*Description of the task*. Convert the records into a Markdown table with columns n and Line, one row per line with its row number and text, leaving out blank lines.

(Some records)
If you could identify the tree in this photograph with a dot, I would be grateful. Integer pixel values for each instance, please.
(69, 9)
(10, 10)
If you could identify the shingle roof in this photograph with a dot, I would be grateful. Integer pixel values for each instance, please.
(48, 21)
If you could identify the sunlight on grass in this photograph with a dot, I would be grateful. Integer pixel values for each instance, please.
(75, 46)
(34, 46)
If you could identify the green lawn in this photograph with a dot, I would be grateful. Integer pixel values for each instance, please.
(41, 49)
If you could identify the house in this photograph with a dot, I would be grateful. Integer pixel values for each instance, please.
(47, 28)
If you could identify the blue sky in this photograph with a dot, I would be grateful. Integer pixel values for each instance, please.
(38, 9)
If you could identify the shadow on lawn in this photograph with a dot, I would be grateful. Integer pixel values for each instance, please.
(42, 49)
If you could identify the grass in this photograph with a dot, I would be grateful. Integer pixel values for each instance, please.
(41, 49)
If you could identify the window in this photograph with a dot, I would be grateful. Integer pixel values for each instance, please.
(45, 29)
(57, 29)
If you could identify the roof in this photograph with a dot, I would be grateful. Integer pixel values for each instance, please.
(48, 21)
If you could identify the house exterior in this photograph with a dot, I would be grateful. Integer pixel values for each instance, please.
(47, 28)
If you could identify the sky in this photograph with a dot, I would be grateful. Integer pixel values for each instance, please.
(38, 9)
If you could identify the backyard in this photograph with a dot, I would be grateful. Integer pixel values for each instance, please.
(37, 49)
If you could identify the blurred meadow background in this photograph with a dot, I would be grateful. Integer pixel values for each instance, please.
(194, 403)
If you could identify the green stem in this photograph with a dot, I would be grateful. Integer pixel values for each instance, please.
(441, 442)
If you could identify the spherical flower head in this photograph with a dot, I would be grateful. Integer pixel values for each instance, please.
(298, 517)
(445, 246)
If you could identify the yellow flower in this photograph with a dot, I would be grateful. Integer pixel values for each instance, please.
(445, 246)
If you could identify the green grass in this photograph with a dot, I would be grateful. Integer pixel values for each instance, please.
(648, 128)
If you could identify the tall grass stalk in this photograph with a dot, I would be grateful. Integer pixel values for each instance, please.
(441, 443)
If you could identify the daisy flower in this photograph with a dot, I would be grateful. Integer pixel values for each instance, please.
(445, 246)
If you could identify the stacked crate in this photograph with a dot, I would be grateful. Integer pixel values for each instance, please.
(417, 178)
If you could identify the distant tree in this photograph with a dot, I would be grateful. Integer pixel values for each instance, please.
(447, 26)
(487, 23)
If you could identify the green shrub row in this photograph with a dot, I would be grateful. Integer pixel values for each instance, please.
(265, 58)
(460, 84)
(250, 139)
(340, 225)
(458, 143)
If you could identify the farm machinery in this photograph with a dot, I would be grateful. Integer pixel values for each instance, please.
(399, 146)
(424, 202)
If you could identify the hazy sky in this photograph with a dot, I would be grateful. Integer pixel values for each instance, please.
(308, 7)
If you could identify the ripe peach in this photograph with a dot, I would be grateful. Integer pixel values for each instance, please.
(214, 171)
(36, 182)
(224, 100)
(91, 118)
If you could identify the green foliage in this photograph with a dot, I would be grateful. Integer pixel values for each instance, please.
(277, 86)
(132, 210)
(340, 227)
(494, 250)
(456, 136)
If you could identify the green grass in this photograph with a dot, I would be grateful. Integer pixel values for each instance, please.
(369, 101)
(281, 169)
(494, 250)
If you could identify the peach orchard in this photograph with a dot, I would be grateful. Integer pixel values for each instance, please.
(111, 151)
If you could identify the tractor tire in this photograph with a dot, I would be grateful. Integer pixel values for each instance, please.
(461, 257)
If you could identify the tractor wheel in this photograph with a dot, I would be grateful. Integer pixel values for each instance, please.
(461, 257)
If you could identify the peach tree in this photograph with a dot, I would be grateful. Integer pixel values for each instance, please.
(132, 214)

*Exercise answer*.
| n | Line |
|---|---|
| 1 | If you could identify the tree in this photograph with a dot, I would be grateful. Integer pixel values for each instance, please. |
| 2 | (69, 9) |
| 3 | (10, 10) |
| 4 | If you could identify the shingle roof in this photograph with a dot, I would be grateful. Integer pixel values for each instance, please. |
| 5 | (48, 21) |
| 6 | If you could identify the sunlight on grass in this photograph with a dot, I would be grateful. Integer pixel values for each instance, please. |
| 7 | (75, 46) |
| 8 | (34, 46) |
| 9 | If you could identify the green lawn in this photograph with a dot, I would be grateful. Integer pixel values for each instance, please. |
| 10 | (41, 49) |
| 11 | If you could identify the house in this photograph with a dot, I would be grateful. Integer pixel values for each instance, please. |
| 12 | (47, 28) |
| 13 | If you could identify the blue sky in this photograph with a dot, I would be grateful. Integer pixel values for each instance, please. |
| 14 | (38, 9) |
| 15 | If you could identify the shadow on lawn in this photograph with a dot, I would be grateful. Integer pixel values for each instance, please. |
| 16 | (42, 49) |
| 17 | If you could identify the grass in this photograph with a dot, I would be grateful. Integer pixel values for each instance, please. |
| 18 | (41, 49) |
| 19 | If you could identify the window in this photograph with a dot, I would be grateful. Integer pixel values for each instance, please. |
| 20 | (45, 29) |
| 21 | (57, 29) |
| 22 | If you could identify the roof in this photograph with a dot, I would be grateful. Integer pixel values for each instance, please. |
| 23 | (48, 21) |
| 24 | If you could identify the house exterior in this photograph with a dot, I would be grateful. Integer pixel values for each instance, please. |
| 25 | (47, 28) |
| 26 | If you could identify the sky in this photograph with a dot, I would be grateful. Integer pixel values for each instance, please. |
| 27 | (38, 9) |
| 28 | If you could identify the backyard in this photograph with a dot, I would be grateful. Integer pixel values for each instance, please. |
| 29 | (37, 49) |
| 30 | If you could identify the blurred meadow background in this photograph with a dot, I would be grateful. Integer pixel values for each instance, please. |
| 31 | (194, 403) |
| 32 | If you could identify the green stem in this photograph with a dot, I would be grateful. Integer pixel values for each instance, please. |
| 33 | (441, 442) |
| 34 | If you could identify the spherical flower head in this photograph with a dot, I would be grateful. Integer pixel values for each instance, please. |
| 35 | (298, 517) |
| 36 | (445, 246) |
| 37 | If you could identify the yellow flower in this photograph with a dot, I would be grateful. Integer pixel values for each instance, please. |
| 38 | (445, 246) |
| 39 | If you could identify the green grass in this photograph with a dot, I would be grateful. Integer pixel values for each instance, please. |
| 40 | (648, 128) |
| 41 | If you could identify the tall grass stalk in this photograph with a dot, I would be grateful. Integer pixel values for each instance, please. |
| 42 | (441, 443) |
| 43 | If you could identify the daisy flower in this photograph with a dot, I would be grateful. Integer pixel values for each instance, please. |
| 44 | (445, 246) |
| 45 | If you could identify the stacked crate in this photograph with a dot, I would be grateful. Integer pixel values for each instance, please. |
| 46 | (417, 178) |
| 47 | If you could identify the distant tree in this photograph with a dot, I would be grateful. Integer pixel values for each instance, please. |
| 48 | (447, 26) |
| 49 | (487, 23) |
| 50 | If you could identify the green shrub row in this photograph with a dot, I would be grateful. Integer pixel values for each instance, please. |
| 51 | (265, 58) |
| 52 | (460, 84) |
| 53 | (250, 139) |
| 54 | (340, 225) |
| 55 | (458, 143) |
| 56 | If you could identify the farm machinery in this photograph with a dot, I would be grateful. Integer pixel values for each instance, please. |
| 57 | (399, 146) |
| 58 | (424, 202) |
| 59 | If you could identify the hazy sky in this photograph with a dot, I would be grateful. Integer pixel values for each instance, please. |
| 60 | (308, 7) |
| 61 | If you could identify the ripe peach in this photograph with a dot, I would be grateful. Integer pixel values for each instance, please. |
| 62 | (214, 171) |
| 63 | (36, 182) |
| 64 | (224, 100) |
| 65 | (91, 118) |
| 66 | If you could identify the green foliage in this photograph with a dot, I would be grateful. Integer pixel values for each instance, please. |
| 67 | (277, 86) |
| 68 | (132, 210) |
| 69 | (340, 227) |
| 70 | (494, 250) |
| 71 | (456, 136) |
| 72 | If you could identify the green grass in this photograph with a dot, I would be grateful. Integer pixel values for each instance, please. |
| 73 | (369, 101) |
| 74 | (281, 169) |
| 75 | (494, 250) |
| 76 | If you could identify the peach orchard in this photograph with a dot, I would be grateful. Integer pixel values for each instance, please. |
| 77 | (111, 151) |
| 78 | If you could identify the tractor tire in this photograph with a dot, I would be grateful. Integer pixel values for each instance, please. |
| 79 | (461, 257) |
| 80 | If you could identify the tractor wheel in this photograph with a dot, I would be grateful. Integer pixel values for each instance, please. |
| 81 | (461, 257) |
| 82 | If you could identify the peach tree in this photograph with a dot, I would be grateful. Integer pixel values for each instance, please. |
| 83 | (132, 214) |